PROBLEM DESCRIPTION: Search the entries below for "green", and copy each line where it appears.
*** Opening DATA LISTING ***
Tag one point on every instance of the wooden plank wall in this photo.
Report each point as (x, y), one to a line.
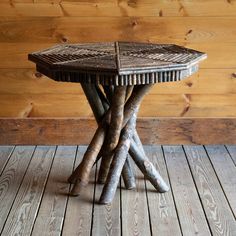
(27, 25)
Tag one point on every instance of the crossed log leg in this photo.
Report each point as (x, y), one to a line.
(113, 139)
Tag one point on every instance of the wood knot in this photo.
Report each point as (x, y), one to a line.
(64, 39)
(234, 75)
(38, 74)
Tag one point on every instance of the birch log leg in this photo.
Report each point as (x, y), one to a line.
(118, 162)
(113, 134)
(127, 172)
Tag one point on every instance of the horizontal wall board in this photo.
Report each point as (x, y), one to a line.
(205, 81)
(82, 29)
(220, 55)
(101, 8)
(152, 131)
(153, 105)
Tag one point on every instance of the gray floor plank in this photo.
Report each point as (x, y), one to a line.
(190, 212)
(51, 213)
(106, 218)
(135, 219)
(163, 214)
(226, 171)
(219, 215)
(5, 153)
(11, 179)
(25, 206)
(78, 214)
(232, 151)
(33, 194)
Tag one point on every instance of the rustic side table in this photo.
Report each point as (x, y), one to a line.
(115, 77)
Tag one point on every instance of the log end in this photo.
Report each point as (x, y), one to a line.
(77, 188)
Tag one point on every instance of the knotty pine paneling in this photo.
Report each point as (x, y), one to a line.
(120, 8)
(27, 26)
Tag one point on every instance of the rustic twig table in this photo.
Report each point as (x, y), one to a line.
(115, 77)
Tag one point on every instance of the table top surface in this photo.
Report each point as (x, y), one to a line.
(118, 59)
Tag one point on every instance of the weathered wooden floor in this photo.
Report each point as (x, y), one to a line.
(202, 200)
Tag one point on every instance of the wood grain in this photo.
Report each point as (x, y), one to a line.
(78, 213)
(72, 131)
(28, 81)
(14, 55)
(153, 105)
(106, 218)
(27, 201)
(101, 8)
(191, 215)
(219, 215)
(232, 151)
(5, 153)
(80, 29)
(11, 179)
(163, 215)
(50, 216)
(135, 220)
(227, 175)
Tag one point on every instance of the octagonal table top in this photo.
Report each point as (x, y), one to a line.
(117, 63)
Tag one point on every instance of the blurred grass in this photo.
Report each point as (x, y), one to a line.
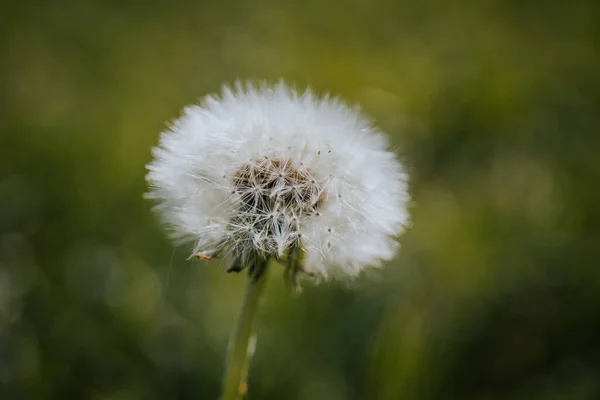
(493, 106)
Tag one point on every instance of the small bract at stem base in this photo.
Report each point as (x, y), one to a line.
(238, 352)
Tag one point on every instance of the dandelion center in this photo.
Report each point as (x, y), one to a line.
(274, 197)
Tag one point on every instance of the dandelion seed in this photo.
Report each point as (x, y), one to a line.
(250, 162)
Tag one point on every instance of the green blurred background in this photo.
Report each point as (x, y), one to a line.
(493, 105)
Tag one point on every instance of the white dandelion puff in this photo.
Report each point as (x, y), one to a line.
(267, 170)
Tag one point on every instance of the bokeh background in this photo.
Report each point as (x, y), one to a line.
(494, 106)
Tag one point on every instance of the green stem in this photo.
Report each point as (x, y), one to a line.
(234, 382)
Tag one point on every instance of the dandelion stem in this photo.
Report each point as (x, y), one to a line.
(238, 351)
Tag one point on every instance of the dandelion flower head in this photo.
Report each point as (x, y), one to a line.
(265, 170)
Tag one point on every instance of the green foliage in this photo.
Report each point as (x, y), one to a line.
(492, 105)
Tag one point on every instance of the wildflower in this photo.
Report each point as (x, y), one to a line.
(269, 172)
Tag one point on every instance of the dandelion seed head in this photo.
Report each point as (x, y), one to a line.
(262, 170)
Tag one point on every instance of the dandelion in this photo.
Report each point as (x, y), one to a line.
(265, 172)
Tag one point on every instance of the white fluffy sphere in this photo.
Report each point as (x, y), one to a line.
(266, 170)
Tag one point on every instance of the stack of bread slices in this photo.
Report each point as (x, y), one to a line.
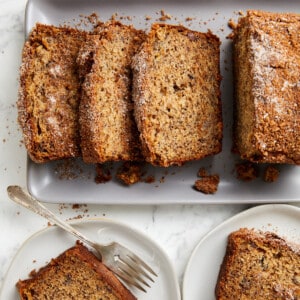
(119, 94)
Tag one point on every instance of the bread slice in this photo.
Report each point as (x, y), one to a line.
(50, 93)
(267, 87)
(176, 91)
(75, 274)
(259, 265)
(108, 130)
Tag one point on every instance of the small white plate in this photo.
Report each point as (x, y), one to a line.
(202, 270)
(50, 242)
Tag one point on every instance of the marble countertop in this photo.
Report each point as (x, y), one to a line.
(176, 228)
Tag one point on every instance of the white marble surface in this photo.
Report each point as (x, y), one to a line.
(177, 228)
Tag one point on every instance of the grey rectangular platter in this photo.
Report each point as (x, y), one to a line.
(73, 181)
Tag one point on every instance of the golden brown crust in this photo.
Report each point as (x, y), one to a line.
(75, 274)
(259, 265)
(176, 95)
(107, 126)
(267, 71)
(49, 93)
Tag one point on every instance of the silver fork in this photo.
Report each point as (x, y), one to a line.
(123, 262)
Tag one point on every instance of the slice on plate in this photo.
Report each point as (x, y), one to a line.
(75, 274)
(259, 265)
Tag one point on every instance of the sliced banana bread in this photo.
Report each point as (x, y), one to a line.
(259, 265)
(107, 126)
(176, 91)
(267, 87)
(75, 274)
(50, 93)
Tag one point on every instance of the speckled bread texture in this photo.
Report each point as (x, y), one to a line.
(259, 265)
(75, 274)
(267, 87)
(50, 93)
(176, 91)
(108, 129)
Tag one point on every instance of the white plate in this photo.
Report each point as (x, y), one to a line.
(203, 267)
(172, 185)
(50, 242)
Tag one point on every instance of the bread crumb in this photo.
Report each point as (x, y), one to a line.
(232, 24)
(103, 174)
(130, 172)
(207, 184)
(202, 172)
(164, 16)
(149, 179)
(246, 171)
(271, 174)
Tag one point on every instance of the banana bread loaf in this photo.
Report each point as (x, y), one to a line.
(107, 126)
(75, 274)
(259, 265)
(50, 93)
(267, 87)
(176, 91)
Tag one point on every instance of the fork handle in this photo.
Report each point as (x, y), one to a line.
(18, 195)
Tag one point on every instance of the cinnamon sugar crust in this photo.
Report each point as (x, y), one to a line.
(49, 93)
(267, 86)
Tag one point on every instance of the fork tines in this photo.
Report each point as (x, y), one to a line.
(134, 271)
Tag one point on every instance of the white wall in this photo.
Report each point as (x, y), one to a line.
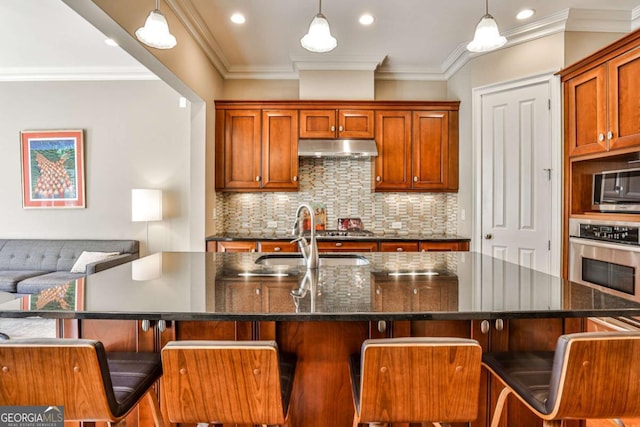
(136, 136)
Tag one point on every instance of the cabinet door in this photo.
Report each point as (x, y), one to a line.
(430, 150)
(279, 150)
(355, 124)
(347, 246)
(393, 138)
(399, 247)
(317, 123)
(586, 112)
(236, 246)
(242, 149)
(624, 100)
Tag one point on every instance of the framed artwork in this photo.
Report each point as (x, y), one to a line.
(52, 169)
(66, 297)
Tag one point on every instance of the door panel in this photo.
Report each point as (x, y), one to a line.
(516, 185)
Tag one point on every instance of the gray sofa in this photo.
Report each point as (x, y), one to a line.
(28, 266)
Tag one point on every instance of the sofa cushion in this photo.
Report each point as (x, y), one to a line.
(43, 281)
(85, 258)
(55, 255)
(10, 278)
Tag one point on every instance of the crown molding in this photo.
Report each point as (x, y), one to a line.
(188, 15)
(34, 74)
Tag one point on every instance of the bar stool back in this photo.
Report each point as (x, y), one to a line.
(590, 375)
(242, 382)
(416, 380)
(78, 374)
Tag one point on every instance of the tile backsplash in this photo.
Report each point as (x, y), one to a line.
(344, 186)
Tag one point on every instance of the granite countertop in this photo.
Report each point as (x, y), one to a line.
(389, 236)
(387, 286)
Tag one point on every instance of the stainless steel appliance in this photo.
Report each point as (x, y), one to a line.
(617, 191)
(606, 255)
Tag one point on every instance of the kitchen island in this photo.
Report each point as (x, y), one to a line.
(323, 315)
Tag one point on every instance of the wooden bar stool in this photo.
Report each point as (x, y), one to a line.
(434, 380)
(78, 374)
(242, 382)
(589, 375)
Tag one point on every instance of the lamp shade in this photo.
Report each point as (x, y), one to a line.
(146, 205)
(319, 38)
(155, 32)
(487, 36)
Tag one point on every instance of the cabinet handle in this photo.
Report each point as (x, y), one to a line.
(382, 326)
(484, 326)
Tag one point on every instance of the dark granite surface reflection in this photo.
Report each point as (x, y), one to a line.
(232, 286)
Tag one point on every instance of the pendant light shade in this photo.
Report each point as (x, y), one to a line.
(319, 38)
(155, 32)
(487, 36)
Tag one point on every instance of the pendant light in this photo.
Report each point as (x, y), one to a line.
(155, 32)
(487, 36)
(319, 38)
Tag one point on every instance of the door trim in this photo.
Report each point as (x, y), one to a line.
(555, 123)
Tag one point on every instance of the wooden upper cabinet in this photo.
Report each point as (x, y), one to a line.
(242, 149)
(624, 100)
(431, 157)
(417, 151)
(279, 150)
(393, 140)
(602, 102)
(257, 150)
(331, 123)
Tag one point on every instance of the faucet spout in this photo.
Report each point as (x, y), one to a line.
(309, 249)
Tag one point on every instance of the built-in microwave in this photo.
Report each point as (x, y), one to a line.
(617, 191)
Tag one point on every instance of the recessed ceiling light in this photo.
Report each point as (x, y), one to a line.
(525, 14)
(238, 18)
(366, 19)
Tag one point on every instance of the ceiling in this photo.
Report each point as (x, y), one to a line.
(410, 39)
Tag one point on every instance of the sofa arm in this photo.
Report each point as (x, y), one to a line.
(95, 267)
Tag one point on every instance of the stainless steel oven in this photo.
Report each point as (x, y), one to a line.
(606, 255)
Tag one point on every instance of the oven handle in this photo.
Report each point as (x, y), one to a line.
(607, 245)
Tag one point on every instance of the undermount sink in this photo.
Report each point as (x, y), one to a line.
(325, 259)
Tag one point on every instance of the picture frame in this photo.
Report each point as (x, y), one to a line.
(52, 168)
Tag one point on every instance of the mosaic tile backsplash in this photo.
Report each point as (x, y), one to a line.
(344, 186)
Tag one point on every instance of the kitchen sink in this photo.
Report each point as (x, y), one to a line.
(325, 259)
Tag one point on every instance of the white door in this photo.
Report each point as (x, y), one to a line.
(516, 175)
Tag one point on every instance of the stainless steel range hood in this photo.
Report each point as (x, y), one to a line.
(337, 148)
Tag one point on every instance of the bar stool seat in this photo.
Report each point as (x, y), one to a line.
(236, 382)
(78, 374)
(434, 380)
(589, 375)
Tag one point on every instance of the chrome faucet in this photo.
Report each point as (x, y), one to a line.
(309, 249)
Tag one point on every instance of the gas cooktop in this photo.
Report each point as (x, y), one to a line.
(344, 233)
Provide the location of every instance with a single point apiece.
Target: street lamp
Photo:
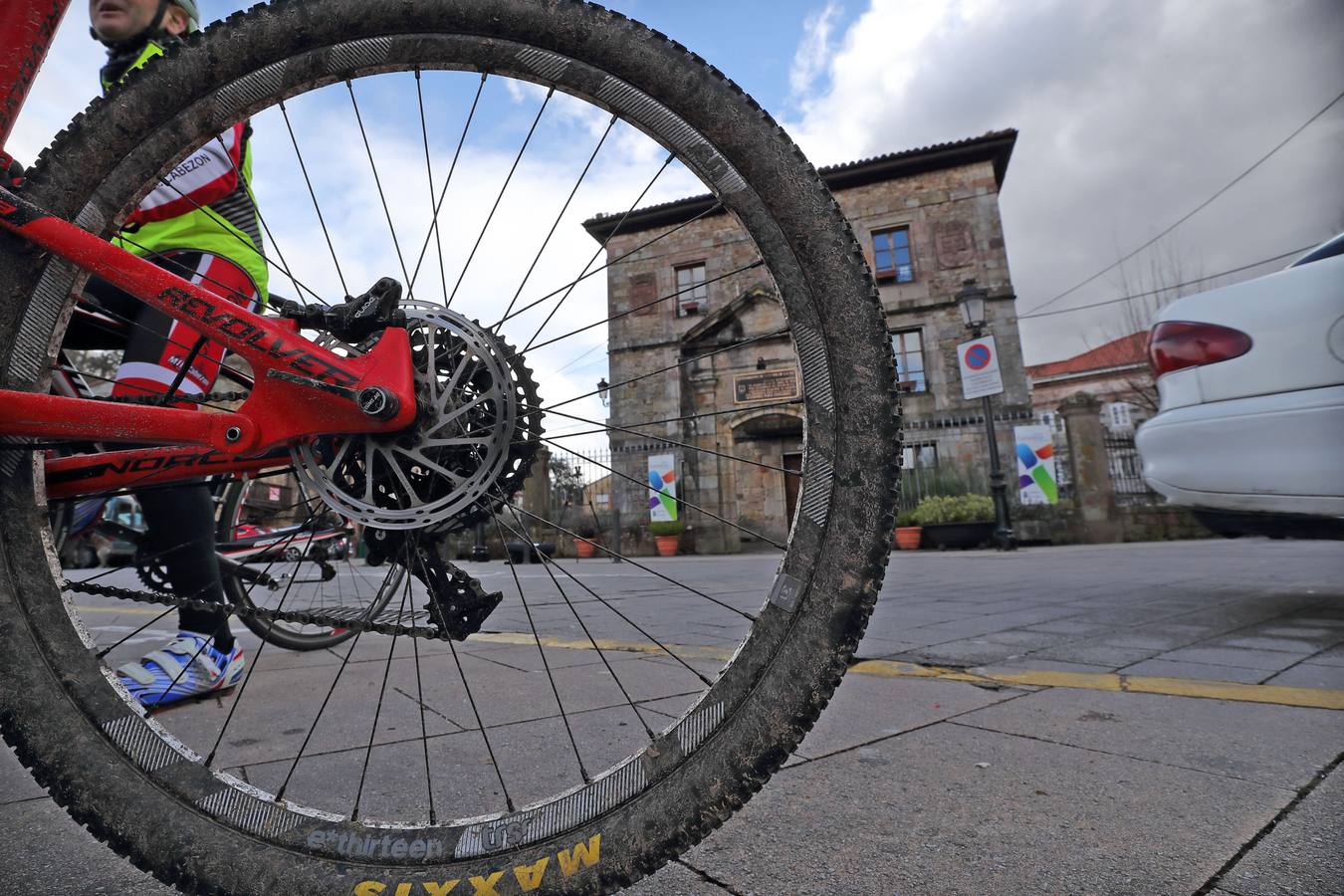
*** Closing DATA LISTING ***
EXPECTED ANSWER:
Tag one point on every instance of the green blurred background in this photo.
Tag one point on every instance of the green stem in this photo.
Tag one point on every instance of the green foliage in this photo.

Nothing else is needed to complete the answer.